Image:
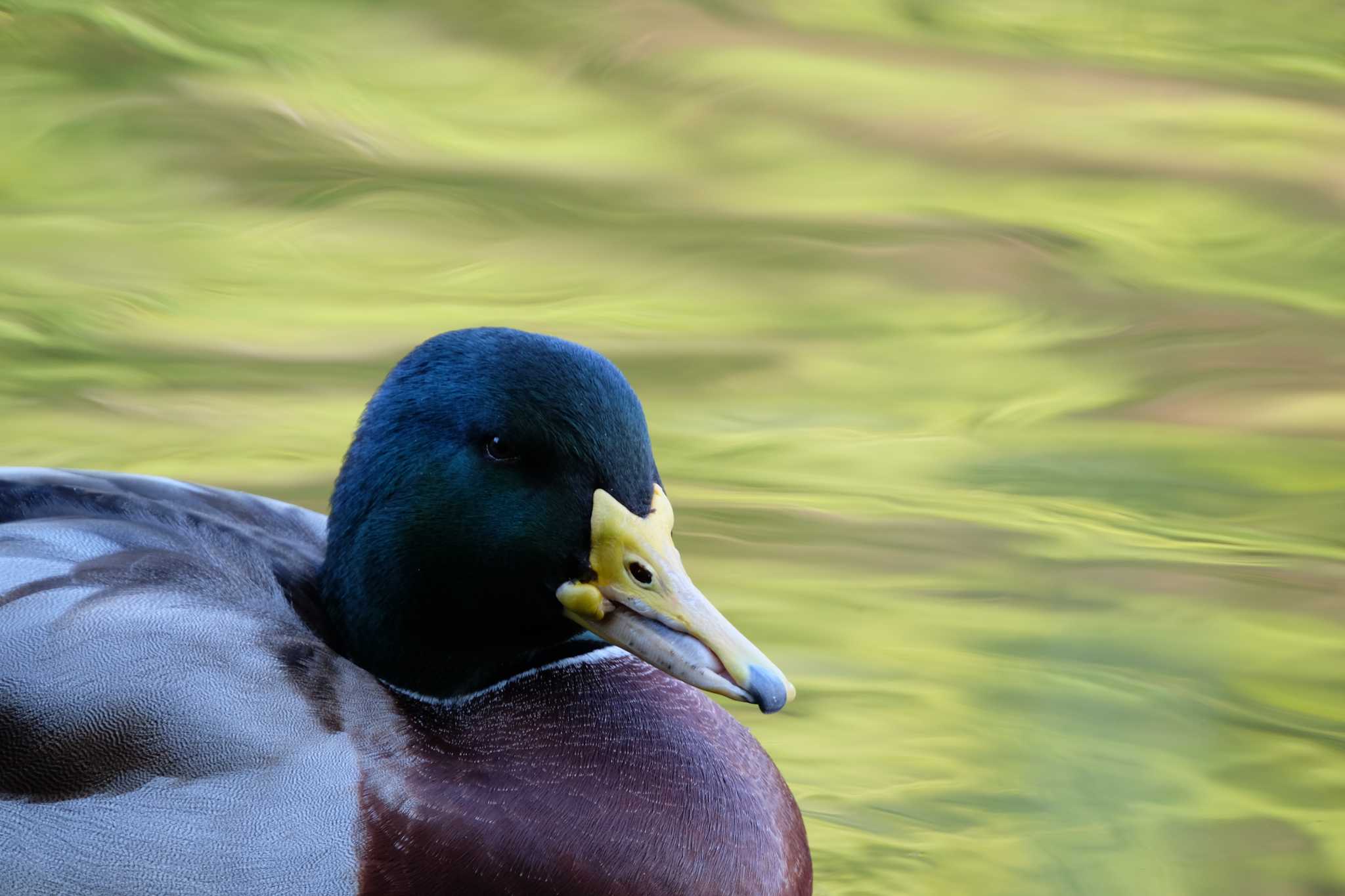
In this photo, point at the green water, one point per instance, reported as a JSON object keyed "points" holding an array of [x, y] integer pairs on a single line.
{"points": [[994, 356]]}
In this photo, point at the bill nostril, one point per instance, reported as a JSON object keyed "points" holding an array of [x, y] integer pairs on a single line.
{"points": [[640, 572]]}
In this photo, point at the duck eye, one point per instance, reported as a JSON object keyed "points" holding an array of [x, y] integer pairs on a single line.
{"points": [[499, 450], [640, 572]]}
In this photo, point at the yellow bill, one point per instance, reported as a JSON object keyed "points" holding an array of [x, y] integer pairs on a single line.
{"points": [[645, 601]]}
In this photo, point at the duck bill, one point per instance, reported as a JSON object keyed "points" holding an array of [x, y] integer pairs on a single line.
{"points": [[643, 601]]}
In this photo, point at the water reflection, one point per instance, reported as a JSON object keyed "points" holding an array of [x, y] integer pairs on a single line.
{"points": [[993, 359]]}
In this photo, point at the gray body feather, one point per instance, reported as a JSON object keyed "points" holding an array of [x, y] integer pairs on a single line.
{"points": [[163, 708]]}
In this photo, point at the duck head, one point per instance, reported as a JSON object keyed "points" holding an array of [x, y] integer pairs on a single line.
{"points": [[499, 509]]}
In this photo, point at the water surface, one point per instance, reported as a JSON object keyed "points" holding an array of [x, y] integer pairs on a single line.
{"points": [[994, 356]]}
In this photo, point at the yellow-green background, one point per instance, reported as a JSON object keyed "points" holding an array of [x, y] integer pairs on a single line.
{"points": [[994, 356]]}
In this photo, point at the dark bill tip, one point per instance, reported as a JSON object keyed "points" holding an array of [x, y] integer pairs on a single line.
{"points": [[767, 689]]}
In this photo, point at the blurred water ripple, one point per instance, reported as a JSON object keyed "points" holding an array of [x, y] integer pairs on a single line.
{"points": [[994, 356]]}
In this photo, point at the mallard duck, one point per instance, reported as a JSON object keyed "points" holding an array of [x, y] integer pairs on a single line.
{"points": [[483, 673]]}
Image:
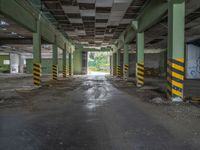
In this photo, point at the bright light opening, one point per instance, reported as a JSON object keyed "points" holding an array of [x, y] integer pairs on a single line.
{"points": [[98, 63]]}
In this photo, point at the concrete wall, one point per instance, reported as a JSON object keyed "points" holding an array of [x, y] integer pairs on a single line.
{"points": [[4, 63], [192, 62], [77, 62]]}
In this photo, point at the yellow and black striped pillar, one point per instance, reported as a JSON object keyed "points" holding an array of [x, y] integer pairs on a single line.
{"points": [[119, 71], [70, 70], [125, 71], [140, 74], [64, 71], [36, 74], [54, 72], [175, 77], [114, 70]]}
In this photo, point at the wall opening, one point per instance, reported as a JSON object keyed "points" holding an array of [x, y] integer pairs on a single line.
{"points": [[98, 63]]}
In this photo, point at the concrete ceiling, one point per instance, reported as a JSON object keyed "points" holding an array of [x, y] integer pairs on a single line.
{"points": [[94, 22], [100, 22]]}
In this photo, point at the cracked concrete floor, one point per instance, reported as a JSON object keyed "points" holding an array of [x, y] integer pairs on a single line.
{"points": [[89, 113]]}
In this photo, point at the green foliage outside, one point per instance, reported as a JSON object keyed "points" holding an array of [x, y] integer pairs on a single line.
{"points": [[99, 61]]}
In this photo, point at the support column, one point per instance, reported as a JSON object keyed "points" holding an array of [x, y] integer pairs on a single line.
{"points": [[118, 63], [70, 64], [114, 64], [163, 64], [126, 62], [175, 69], [140, 60], [64, 64], [37, 55], [55, 63]]}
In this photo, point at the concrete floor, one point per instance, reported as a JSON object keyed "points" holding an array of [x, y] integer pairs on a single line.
{"points": [[94, 113]]}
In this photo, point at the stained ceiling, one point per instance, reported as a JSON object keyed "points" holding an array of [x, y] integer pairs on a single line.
{"points": [[94, 22]]}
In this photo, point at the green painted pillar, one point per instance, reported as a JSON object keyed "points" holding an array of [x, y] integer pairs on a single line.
{"points": [[163, 63], [140, 60], [114, 64], [118, 63], [126, 62], [175, 69], [70, 64], [64, 63], [37, 55], [55, 62]]}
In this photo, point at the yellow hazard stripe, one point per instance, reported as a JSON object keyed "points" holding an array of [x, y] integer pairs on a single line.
{"points": [[181, 60], [142, 68], [140, 82], [177, 84], [178, 76], [177, 92], [140, 72], [140, 77], [178, 67]]}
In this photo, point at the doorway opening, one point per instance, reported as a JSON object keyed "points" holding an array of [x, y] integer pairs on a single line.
{"points": [[98, 63]]}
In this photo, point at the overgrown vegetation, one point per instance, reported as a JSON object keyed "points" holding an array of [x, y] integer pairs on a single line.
{"points": [[99, 61]]}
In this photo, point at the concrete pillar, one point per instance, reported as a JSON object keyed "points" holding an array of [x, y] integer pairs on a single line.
{"points": [[114, 63], [126, 62], [37, 55], [55, 62], [175, 70], [64, 63], [140, 60], [163, 64], [118, 63], [70, 64]]}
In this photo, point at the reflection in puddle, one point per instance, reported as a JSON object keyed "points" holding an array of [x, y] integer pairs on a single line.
{"points": [[91, 106]]}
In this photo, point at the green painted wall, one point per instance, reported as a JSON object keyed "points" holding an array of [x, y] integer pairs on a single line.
{"points": [[46, 66], [4, 68], [77, 62]]}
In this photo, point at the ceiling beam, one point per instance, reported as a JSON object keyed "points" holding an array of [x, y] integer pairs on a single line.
{"points": [[151, 14], [20, 41], [23, 13]]}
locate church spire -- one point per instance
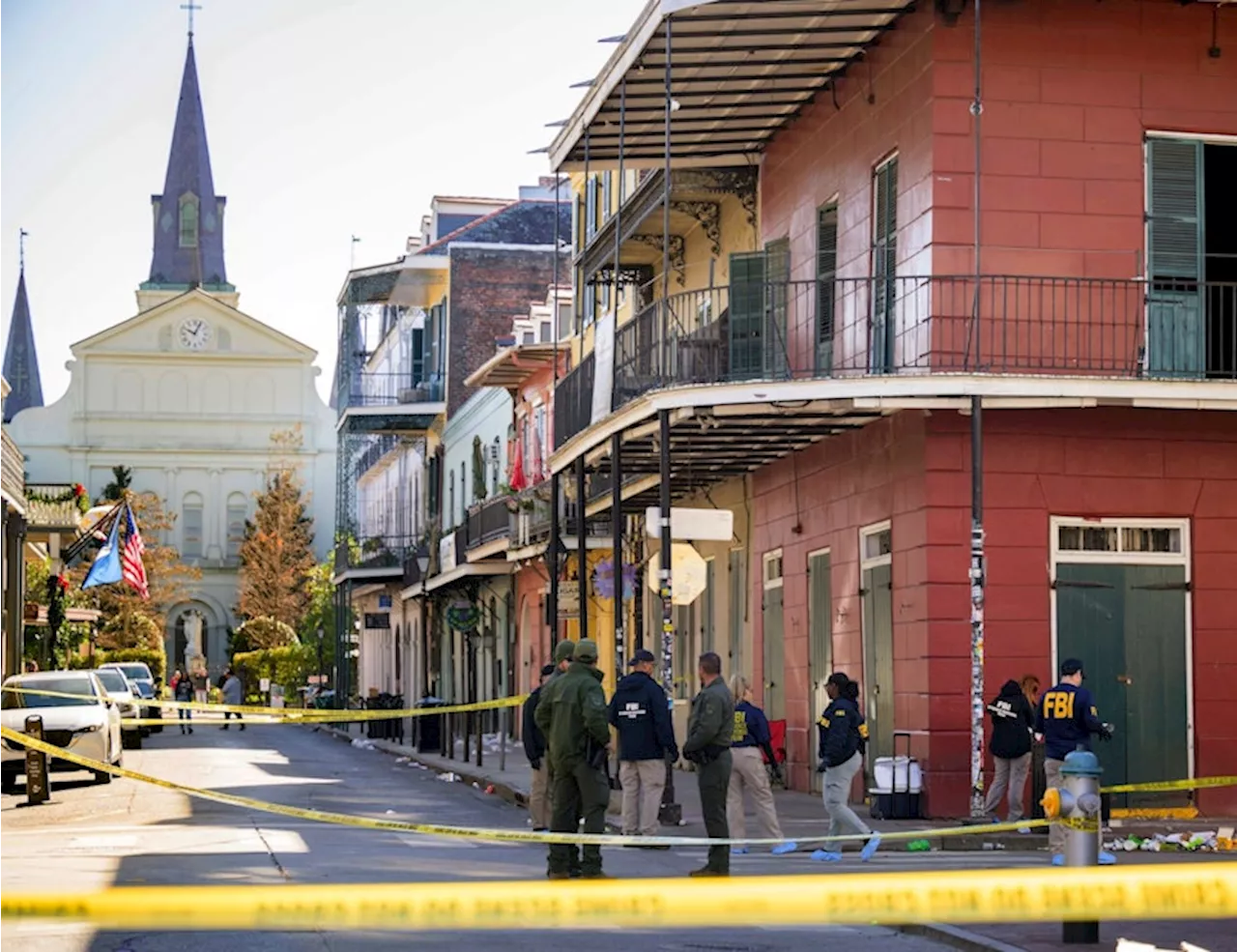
(20, 358)
(188, 216)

----------------

## TASK:
Repeat the data word for word; drop the pictures.

## RESPONSE TO THIS TASK:
Image:
In this photo, point at the green water, one point per instance, reported as a JSON object keyed "points" holding an array of [x, y] integer pairs on a single line.
{"points": [[994, 356]]}
In this photo, point at the bill nostril, one point per instance, reported as a JSON object keyed "points" holding an array of [x, y] integer pairs on a single line.
{"points": [[640, 572]]}
In this photo, point at the duck eye, one point per instance, reported as a JSON object keyed "points" holding an array of [x, y] integer pairs on a single line.
{"points": [[499, 450], [640, 572]]}
In this photo, point at the yellow bill, one point per instance, reported as a JSON object keyed "points" holding an array of [x, y] integer pairs on a single line.
{"points": [[645, 601]]}
In this photo, point at the duck bill, one point per instance, reported as a JSON object keyed "points" holding an array of [x, y] integer pairs on a single line.
{"points": [[643, 601]]}
In this photo, point at the water reflection, one point per instance, reported as a JSON object keyed "points" holding an array of [x, y] integer pairs on a single line.
{"points": [[993, 359]]}
In this photo, point at the gray body feather, one point per instance, reported as a JSON object keyed "points" holding an array of [x, y] integer pairs on a single line.
{"points": [[163, 708]]}
In this photo, point at the duck head, one point per instance, reported as a JSON object keyed "points" holding an array of [x, y] integer pairs on a single line.
{"points": [[499, 509]]}
In this photo, point at the water surface, one point per instance, reported as a JSON object keyed "points" holding an array of [x, y] integer pairs on a single line.
{"points": [[994, 356]]}
In this photo, point at the yellow-green background, one point per instance, reported as a JSON object keyed "points" holding an array of [x, y] integer pairs on a single line.
{"points": [[994, 356]]}
In this photo, point at the dark bill tip, one point per instance, reported as a JSON object keyed "points" holding an array of [x, y] integer pairs on a single line.
{"points": [[767, 689]]}
In this photo, point at the blurred water ripple, one point per instance, reported as a JSON object keyed "points" holding an array of [x, y] integer pairs on a single line.
{"points": [[994, 356]]}
In this photo, point at the mallard duck, one point per instance, reported as a JSON object keyed "points" holding an array of [x, y] integer pairs on a single line.
{"points": [[483, 673]]}
Image:
In this photo, point at the bright light opening, one point per instance, reported as a JSON object keyed "points" holding an array of [x, y] integer pairs on a single line.
{"points": [[98, 63]]}
In this photo, point at the concrete wall, one point per instance, reported as a JSON object keyed "points" holding an array of [x, y] integer pairs on a single line.
{"points": [[4, 63], [192, 62], [77, 62]]}
In this photo, point at the yellow and black striped pillar, one point per instance, reported as a JSON object keyed "points" holding an array of [x, y] integer pairs on a single line.
{"points": [[119, 71], [70, 70], [125, 71], [140, 74], [64, 71], [36, 74], [54, 72], [175, 77], [114, 70]]}
In this photo, point at the wall opening, one point per instance, reported as a JSON object keyed "points" holding an array of [x, y] integer pairs on a single line.
{"points": [[98, 63]]}
In this photo, point at the concrete ceiling, one point per instance, reported as a JSON object keyed "points" holding an array of [x, y] integer pairs on a single line.
{"points": [[94, 22], [100, 22]]}
In this photo, point at the cracked concrete floor, one point per instance, reported as a JSON object keyed "points" holding an array of [x, y] integer pairs on a single line.
{"points": [[89, 113]]}
In this photo, point at the green foliage outside, one point per instance, reported as a JSON object keyed "points" holding an array of [x, y] integer pairs on a single line.
{"points": [[99, 61]]}
In this photo, point at the support column, one point per instance, reported as a JSON object keyed "points" holding an array of [x, y] integer pairs on a single line.
{"points": [[118, 63], [70, 64], [114, 64], [163, 64], [126, 62], [175, 69], [140, 60], [64, 64], [37, 55], [55, 63]]}
In this photo, point at the concrete floor, one point per instance, reported as a JSON object keyed "points" holding an array of [x, y] integer pairs on a single line.
{"points": [[94, 113]]}
In this photo, point at the stained ceiling, one point per instance, reported as a JSON object keyed "points" holding an array of [x, y] integer pairs on a single line.
{"points": [[94, 22]]}
In this photo, point at the green painted pillar, one point per instance, reported as a JSON object keyed "points" holding an array of [x, y] integer pairs on a single line.
{"points": [[163, 63], [140, 60], [114, 64], [118, 63], [126, 62], [175, 69], [70, 64], [64, 63], [37, 55], [55, 62]]}
In this photo, point at the yellow hazard stripe, one point per instance, reported as a JSON object keyed "points" holding an array of [x, y] integer pairs on a single line.
{"points": [[181, 60], [142, 68], [140, 82], [177, 84], [178, 76], [177, 92], [140, 72], [140, 77], [178, 67]]}
In this photo, point at the doorway opening, one point per instance, reported as a JSON object keyed "points" holding an array of [x, y] integer pairs on a single line.
{"points": [[98, 63]]}
In this photo, point at the overgrown vegetation, one point per instance, reported as a JSON object keyed "points" holding an array of [x, y] integer pairs on a single line.
{"points": [[99, 61]]}
In this photo, point at the concrete pillar, one point per instance, reported as a JSON object keyed "points" holding an array of [x, y] integer pairs on a single line.
{"points": [[114, 63], [126, 62], [37, 55], [55, 62], [175, 70], [64, 63], [140, 60], [163, 64], [118, 63], [70, 64]]}
In this photo, point at the reflection in puddle, one point per instance, reported as a JSON object keyed "points" holding an array of [x, y] integer pairs on a single line.
{"points": [[91, 106]]}
In this photo, point at the green painted wall, one point per instance, reported as a JSON object keyed "points" holding an array of [x, y] integer pairs on a single line.
{"points": [[46, 66], [4, 68], [77, 62]]}
In this photo, point at the ceiling beam, one point per instance, reported as a JSON object keyed "points" holding an array of [x, y] integer pairs on a single line.
{"points": [[151, 14], [20, 41], [23, 13]]}
locate church spire -- one point per instance
(20, 358)
(188, 216)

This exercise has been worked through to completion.